◆ Try it
Your response should consist of the records below, repeated exactly.

[The input — start]

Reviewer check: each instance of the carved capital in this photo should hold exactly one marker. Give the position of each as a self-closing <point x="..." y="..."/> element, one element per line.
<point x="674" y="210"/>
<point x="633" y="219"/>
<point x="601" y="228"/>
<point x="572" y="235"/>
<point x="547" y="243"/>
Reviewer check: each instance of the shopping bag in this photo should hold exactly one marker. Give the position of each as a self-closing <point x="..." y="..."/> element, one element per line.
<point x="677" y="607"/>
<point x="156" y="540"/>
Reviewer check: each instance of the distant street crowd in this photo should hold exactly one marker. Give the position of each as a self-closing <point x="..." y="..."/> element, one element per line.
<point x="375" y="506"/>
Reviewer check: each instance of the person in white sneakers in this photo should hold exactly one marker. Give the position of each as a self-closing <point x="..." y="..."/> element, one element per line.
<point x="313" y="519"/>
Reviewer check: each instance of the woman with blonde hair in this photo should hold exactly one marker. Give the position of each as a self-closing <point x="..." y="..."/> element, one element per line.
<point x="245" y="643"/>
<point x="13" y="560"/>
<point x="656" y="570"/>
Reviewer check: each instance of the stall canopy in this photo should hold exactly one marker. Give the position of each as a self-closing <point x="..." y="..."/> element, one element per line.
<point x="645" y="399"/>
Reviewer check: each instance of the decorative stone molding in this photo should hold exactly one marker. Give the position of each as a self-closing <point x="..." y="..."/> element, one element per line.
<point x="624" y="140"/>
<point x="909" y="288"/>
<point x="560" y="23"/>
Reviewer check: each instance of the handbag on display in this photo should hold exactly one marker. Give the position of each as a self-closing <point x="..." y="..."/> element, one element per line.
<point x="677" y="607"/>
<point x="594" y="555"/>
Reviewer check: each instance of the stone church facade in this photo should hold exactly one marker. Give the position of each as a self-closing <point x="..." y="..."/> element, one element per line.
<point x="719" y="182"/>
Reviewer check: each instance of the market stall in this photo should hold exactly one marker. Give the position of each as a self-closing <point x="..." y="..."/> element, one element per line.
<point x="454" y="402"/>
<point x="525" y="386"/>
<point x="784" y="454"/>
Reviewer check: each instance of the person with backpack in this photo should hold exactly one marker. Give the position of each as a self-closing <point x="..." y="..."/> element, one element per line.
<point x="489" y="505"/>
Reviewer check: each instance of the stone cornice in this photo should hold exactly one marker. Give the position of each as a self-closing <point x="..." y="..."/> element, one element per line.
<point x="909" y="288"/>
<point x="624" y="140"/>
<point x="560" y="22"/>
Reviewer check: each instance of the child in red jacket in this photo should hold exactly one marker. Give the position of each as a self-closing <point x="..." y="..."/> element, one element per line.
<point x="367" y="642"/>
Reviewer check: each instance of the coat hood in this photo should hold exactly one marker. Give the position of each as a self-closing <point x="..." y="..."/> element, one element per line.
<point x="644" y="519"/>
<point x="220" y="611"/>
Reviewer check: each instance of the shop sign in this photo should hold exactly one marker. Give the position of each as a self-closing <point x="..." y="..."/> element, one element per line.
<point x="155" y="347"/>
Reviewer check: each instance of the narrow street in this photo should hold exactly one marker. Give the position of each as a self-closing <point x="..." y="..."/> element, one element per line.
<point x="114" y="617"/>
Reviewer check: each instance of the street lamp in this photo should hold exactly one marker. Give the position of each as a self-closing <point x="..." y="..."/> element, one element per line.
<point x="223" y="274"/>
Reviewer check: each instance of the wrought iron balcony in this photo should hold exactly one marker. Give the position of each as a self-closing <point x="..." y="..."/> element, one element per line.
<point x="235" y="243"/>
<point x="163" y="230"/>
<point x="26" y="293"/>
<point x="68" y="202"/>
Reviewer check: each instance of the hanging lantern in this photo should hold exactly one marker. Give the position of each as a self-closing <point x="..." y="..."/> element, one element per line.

[The input — finish]

◆ Response area
Reviewer check: each instance of the carved capital in this photo should hold exactly one marker. Give the position of each as a self-closing <point x="..." y="..."/> element, one element per line.
<point x="674" y="210"/>
<point x="633" y="219"/>
<point x="601" y="228"/>
<point x="572" y="235"/>
<point x="547" y="243"/>
Reviewer check: each instance of the shopping bag in this photo should hold exactly one marker. Give the position of each as a self-closing <point x="..." y="..."/> element, one element per line.
<point x="677" y="607"/>
<point x="156" y="540"/>
Reviewer check: each instance of the distant street crowd in this photo should hold exactly one marker. Give the position of each as a self-closing <point x="..." y="..."/> element, one element per line.
<point x="375" y="506"/>
Reviewer check: each instance of the person in white sneakers in this photo should hold exactly one marker. Give the position of each as a self-closing <point x="..." y="..."/> element, one element per line.
<point x="313" y="519"/>
Reviewer check: each instance of the woman with blonde hair in this photo should hold exactly one marker. Give the position of each as a self-closing <point x="..." y="..."/> element, one element per line.
<point x="245" y="643"/>
<point x="13" y="560"/>
<point x="656" y="570"/>
Reviewer check: each instance of the stall canopy in this photo should hold exactly one marker. Give the position of each as a self-closing <point x="..." y="..."/> element, one element per line.
<point x="645" y="399"/>
Reviewer check: each instance of the decorative stone molding in this photo should hold exactly one marker. Give the position of each as a self-closing <point x="..." y="..."/> element, one element per line.
<point x="624" y="140"/>
<point x="909" y="288"/>
<point x="560" y="23"/>
Reviewer check: each instance of the handbag on display in this photo should hold exactly one marker. Give the position of each as a self-closing <point x="..." y="..."/> element, one element per line.
<point x="677" y="607"/>
<point x="594" y="555"/>
Reviewer check: each instance of the stone church facade in this photo should hold exactly one marker. Give the position of each as a self-closing <point x="..." y="..."/> element, one element per line.
<point x="719" y="182"/>
Reviewer check: each instance of the market stall in this photo should hold exactly one marker. Give the position of each as a self-closing <point x="..." y="..."/> element, one element per line.
<point x="454" y="402"/>
<point x="525" y="386"/>
<point x="784" y="454"/>
Reviewer check: each instance of the person with backpack in this photo should hold exactly one marker. Give the position of each as a self-closing <point x="..." y="..."/> element, one element per line.
<point x="489" y="505"/>
Reviewer check: each instance of the stone cornice in this photo should hold exactly one marker. Give the position of each as a self-closing <point x="..." y="..."/> element, one element per line.
<point x="909" y="288"/>
<point x="624" y="140"/>
<point x="560" y="22"/>
Reviewer check: each instance of the child in red jacket in this photo should hold exactly one marker. Give the position of each as a self-closing <point x="..." y="..."/> element, one element per line.
<point x="367" y="642"/>
Reviewer check: each instance of the coat hood in this photo should hold exactly one marker. Give the position of each as a self-closing <point x="..." y="..."/> element, one element per line.
<point x="644" y="519"/>
<point x="220" y="611"/>
Reviewer check: each instance of the shop sign in this photo should hold exactly one marker. Give the position of each as a self-closing <point x="..." y="..."/> element, one element per line.
<point x="155" y="347"/>
Reviewer check: each instance of the narrow street in this photo should hold exactly one marker. Give the position of each as a self-closing <point x="..." y="..."/> element, one element per line.
<point x="114" y="617"/>
Reviewer check: each instance of the street lamp in this photo should hold exactly one marker. Give the position of each as a self-closing <point x="..." y="..."/> element, one element per line.
<point x="223" y="274"/>
Reviewer check: each instance of the wrought iron balcony in this photo should hold exactly one marker. Give the position of each as a self-closing <point x="..." y="..."/> element, one element per line.
<point x="235" y="243"/>
<point x="163" y="230"/>
<point x="26" y="293"/>
<point x="68" y="202"/>
Reviewer check: each instance of the hanging lantern in this photo should hold exactly one marker. Give the position of each as a self-closing <point x="..." y="..."/> element, one element per line.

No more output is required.